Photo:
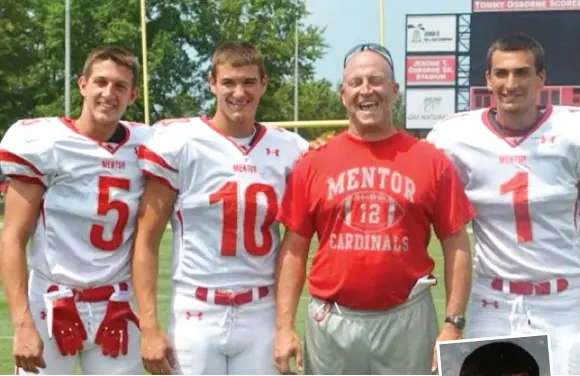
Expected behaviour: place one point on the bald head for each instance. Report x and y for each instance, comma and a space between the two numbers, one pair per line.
367, 60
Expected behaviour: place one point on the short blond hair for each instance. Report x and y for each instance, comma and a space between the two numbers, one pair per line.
118, 55
237, 54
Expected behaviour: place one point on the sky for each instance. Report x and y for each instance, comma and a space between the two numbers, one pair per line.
350, 22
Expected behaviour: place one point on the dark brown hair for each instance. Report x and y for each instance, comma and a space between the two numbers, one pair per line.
237, 54
517, 42
119, 55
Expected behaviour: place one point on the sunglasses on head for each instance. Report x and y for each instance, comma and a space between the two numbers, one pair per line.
375, 47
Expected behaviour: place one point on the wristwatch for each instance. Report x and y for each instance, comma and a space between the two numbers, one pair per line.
457, 320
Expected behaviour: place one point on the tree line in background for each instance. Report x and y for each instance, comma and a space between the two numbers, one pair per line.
181, 35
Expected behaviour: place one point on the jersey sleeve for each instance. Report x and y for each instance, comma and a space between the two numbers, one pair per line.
159, 155
295, 211
26, 152
452, 207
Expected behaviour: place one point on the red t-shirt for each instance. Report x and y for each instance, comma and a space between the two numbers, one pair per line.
372, 205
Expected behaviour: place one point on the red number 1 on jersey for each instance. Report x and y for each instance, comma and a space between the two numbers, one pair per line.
519, 186
228, 193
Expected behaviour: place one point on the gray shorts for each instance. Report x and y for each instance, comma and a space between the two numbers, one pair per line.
397, 341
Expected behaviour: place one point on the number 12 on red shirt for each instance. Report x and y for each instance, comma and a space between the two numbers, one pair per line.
518, 186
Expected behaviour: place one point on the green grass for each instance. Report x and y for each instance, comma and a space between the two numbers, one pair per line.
164, 285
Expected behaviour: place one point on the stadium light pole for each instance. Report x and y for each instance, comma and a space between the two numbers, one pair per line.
296, 71
382, 23
144, 64
67, 58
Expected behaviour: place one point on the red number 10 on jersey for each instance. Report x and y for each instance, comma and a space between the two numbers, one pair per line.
228, 196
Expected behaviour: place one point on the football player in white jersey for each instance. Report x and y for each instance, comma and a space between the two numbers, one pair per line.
74, 192
520, 165
220, 180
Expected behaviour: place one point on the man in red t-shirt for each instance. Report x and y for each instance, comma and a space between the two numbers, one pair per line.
371, 195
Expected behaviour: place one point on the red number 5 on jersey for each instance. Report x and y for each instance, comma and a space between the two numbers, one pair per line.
104, 206
228, 193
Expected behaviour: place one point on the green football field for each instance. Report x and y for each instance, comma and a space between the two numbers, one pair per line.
6, 363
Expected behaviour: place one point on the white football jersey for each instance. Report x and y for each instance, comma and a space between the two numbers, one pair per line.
225, 232
85, 230
524, 191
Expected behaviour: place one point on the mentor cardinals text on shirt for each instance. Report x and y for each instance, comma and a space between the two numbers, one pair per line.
372, 205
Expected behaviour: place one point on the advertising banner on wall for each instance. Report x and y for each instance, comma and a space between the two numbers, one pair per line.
431, 70
523, 5
425, 107
432, 33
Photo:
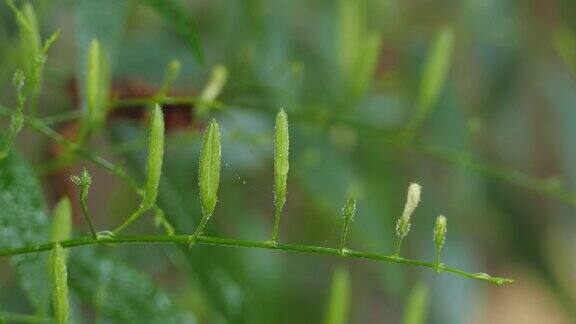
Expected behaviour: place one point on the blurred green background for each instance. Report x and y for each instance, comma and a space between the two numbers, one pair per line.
495, 154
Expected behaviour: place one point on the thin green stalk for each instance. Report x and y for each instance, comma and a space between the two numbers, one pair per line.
398, 245
39, 126
276, 226
199, 230
166, 100
217, 241
139, 212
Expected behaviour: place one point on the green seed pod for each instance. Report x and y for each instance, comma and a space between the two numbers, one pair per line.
281, 162
403, 224
155, 154
209, 168
61, 220
281, 167
60, 284
439, 237
440, 231
348, 212
93, 76
412, 200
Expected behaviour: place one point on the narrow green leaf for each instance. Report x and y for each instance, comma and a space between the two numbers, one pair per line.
60, 285
23, 222
432, 82
29, 33
155, 157
175, 16
121, 292
61, 220
209, 170
416, 305
338, 305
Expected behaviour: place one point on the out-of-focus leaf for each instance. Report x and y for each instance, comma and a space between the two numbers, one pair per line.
337, 310
121, 293
564, 42
24, 222
175, 15
416, 305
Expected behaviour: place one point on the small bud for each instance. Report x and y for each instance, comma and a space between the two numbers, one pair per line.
440, 231
412, 200
155, 154
439, 237
61, 220
403, 224
209, 168
83, 182
60, 284
348, 213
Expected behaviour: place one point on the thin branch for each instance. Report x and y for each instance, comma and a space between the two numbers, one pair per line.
218, 241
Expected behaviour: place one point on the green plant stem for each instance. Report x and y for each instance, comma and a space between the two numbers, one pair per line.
24, 318
199, 230
217, 241
398, 245
276, 226
130, 220
39, 126
190, 100
85, 213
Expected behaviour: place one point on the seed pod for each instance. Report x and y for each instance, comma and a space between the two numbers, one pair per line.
209, 168
93, 76
440, 231
155, 154
281, 162
412, 200
61, 220
60, 284
348, 212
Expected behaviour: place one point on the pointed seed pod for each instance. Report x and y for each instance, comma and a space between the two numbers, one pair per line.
155, 155
412, 200
61, 220
281, 167
348, 213
209, 168
440, 229
281, 151
60, 285
93, 75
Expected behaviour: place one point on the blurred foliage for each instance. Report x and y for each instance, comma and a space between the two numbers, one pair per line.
493, 153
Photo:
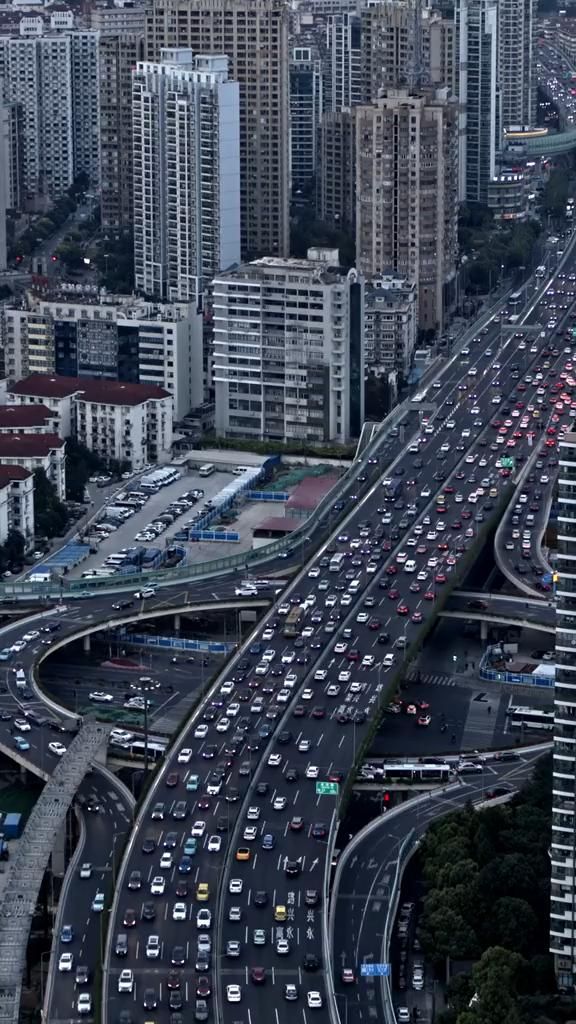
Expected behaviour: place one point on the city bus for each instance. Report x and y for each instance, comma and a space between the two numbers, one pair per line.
530, 718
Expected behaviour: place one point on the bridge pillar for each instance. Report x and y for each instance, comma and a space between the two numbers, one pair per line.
57, 856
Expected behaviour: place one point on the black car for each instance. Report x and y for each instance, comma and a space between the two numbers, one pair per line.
149, 910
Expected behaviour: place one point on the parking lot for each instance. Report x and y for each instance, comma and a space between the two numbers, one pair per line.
124, 537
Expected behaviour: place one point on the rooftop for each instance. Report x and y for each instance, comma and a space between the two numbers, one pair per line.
99, 390
29, 445
25, 416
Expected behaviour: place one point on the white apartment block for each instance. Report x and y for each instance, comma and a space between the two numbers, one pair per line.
289, 350
37, 72
391, 325
563, 846
186, 125
124, 339
124, 421
16, 503
407, 195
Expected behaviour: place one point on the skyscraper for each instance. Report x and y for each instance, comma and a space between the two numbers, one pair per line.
406, 198
253, 34
477, 85
187, 173
563, 847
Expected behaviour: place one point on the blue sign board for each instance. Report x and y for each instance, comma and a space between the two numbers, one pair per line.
374, 970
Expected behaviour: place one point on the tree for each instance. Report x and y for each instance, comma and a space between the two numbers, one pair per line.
50, 515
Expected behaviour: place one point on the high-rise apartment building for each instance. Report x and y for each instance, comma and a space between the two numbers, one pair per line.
407, 195
335, 186
253, 34
121, 46
563, 847
477, 88
289, 350
37, 73
517, 59
342, 61
305, 114
85, 104
187, 173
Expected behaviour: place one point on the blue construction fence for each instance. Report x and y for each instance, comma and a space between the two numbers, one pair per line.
174, 643
266, 496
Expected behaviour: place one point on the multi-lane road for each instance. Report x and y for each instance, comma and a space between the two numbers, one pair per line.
366, 885
261, 835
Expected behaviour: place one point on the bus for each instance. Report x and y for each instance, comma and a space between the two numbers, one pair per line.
417, 771
530, 718
293, 622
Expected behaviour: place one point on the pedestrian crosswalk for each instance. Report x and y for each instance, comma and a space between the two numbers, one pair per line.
429, 679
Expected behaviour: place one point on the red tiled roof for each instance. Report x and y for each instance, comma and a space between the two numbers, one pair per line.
25, 416
89, 389
29, 445
9, 473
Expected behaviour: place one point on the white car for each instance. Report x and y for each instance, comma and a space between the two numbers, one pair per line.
66, 962
126, 981
84, 1005
314, 1000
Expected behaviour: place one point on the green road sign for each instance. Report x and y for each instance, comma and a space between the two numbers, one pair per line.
327, 788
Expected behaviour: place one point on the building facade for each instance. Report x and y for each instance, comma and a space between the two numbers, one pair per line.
477, 88
391, 325
289, 350
186, 172
128, 422
407, 195
563, 847
120, 51
253, 34
124, 340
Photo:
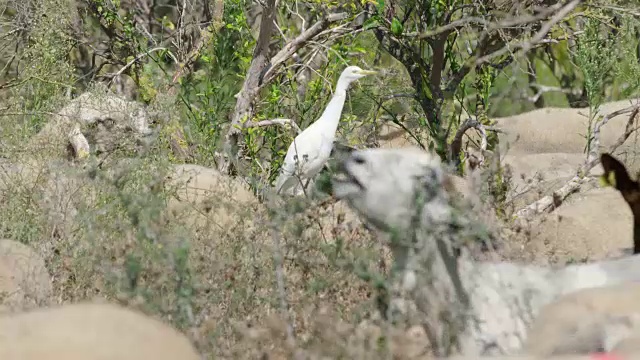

---

STATED GOAL - Which lines of the data above contain the word "road", matching case? Show each of those lines in full.

EXPECTED ANSWER -
Expected behaviour: place one point on the multi-lane road for each instance. Report x and y for each instance, comma and a space between the two numbers, one pair per line.
Expected behaviour: place one point on the green road sign for each instance. Report x and y for each instance, comma and a space between the two numbers, one pair per line.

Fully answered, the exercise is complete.